*Problem statement*
Recast all of the material below as a Markdown table with the columns "Row" and "Line," giving each line its own numbered row and leaving out blank lines. Leave the pictures out of the answer.

■ ■ ■ ■ ■

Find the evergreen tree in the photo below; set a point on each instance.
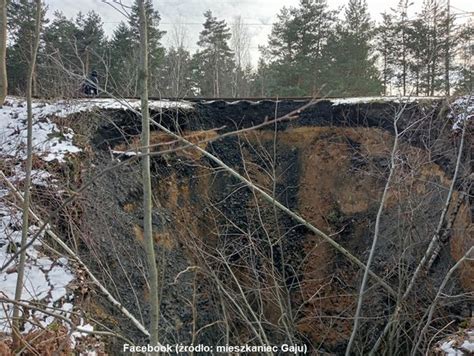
(59, 39)
(296, 48)
(156, 51)
(21, 30)
(177, 73)
(352, 70)
(214, 62)
(385, 45)
(123, 64)
(90, 41)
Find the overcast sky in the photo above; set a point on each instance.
(258, 14)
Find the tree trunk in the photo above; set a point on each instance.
(146, 177)
(3, 51)
(447, 54)
(29, 159)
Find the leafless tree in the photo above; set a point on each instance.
(27, 186)
(3, 51)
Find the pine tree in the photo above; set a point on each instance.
(177, 73)
(58, 37)
(385, 45)
(90, 41)
(123, 68)
(352, 65)
(21, 30)
(214, 62)
(156, 51)
(296, 48)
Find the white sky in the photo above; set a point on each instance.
(258, 14)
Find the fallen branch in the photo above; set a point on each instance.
(73, 255)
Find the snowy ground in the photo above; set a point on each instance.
(46, 278)
(457, 345)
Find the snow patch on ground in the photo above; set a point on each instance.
(457, 345)
(46, 278)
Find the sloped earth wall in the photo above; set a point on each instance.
(220, 246)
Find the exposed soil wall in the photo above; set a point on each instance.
(218, 238)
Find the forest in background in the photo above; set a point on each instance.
(311, 51)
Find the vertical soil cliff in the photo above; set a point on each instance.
(236, 270)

■ ■ ■ ■ ■

*Exercise response*
| Row | Line |
|---|---|
| 1 | Find the evergreen tree in the photo below; set a point on each instance. |
| 2 | (59, 39) |
| 3 | (296, 48) |
| 4 | (156, 51) |
| 5 | (21, 30) |
| 6 | (177, 73) |
| 7 | (352, 70) |
| 8 | (214, 62) |
| 9 | (385, 45) |
| 10 | (123, 64) |
| 11 | (90, 41) |
| 12 | Find the overcast sky in the photo above; set a point on each instance. |
| 13 | (258, 14) |
| 14 | Find the tree trunk in the photo above; set a point on each instance. |
| 15 | (146, 177) |
| 16 | (3, 51) |
| 17 | (447, 54) |
| 18 | (29, 159) |
| 19 | Find the leafless tree in the photo above; set a point on each instance. |
| 20 | (27, 186) |
| 21 | (3, 51) |
| 22 | Find the pine tree in the photo above; set a point on each instance. |
| 23 | (177, 73) |
| 24 | (58, 37) |
| 25 | (385, 45) |
| 26 | (90, 41) |
| 27 | (123, 68) |
| 28 | (352, 65) |
| 29 | (21, 30) |
| 30 | (214, 62) |
| 31 | (156, 51) |
| 32 | (296, 48) |
| 33 | Find the white sky in the photo above; set a point on each instance. |
| 34 | (258, 14) |
| 35 | Find the fallen branch in the photo above; set a point on each instance. |
| 36 | (73, 255) |
| 37 | Find the snowy ground in the photo above; set a point on each instance. |
| 38 | (46, 278) |
| 39 | (457, 345) |
| 40 | Find the snow patch on ground in the photo above; set a point on each instance. |
| 41 | (457, 345) |
| 42 | (46, 278) |
| 43 | Find the sloped earth wall in the photo above; set a point on each instance. |
| 44 | (220, 246) |
| 45 | Find the exposed soil wall in the photo above; set a point on each instance. |
| 46 | (218, 238) |
| 47 | Find the forest in background in the photo above; set a point on each instance. |
| 48 | (311, 51) |
| 49 | Find the vertical soil cliff in the photo above; set a point on each instance. |
| 50 | (236, 270) |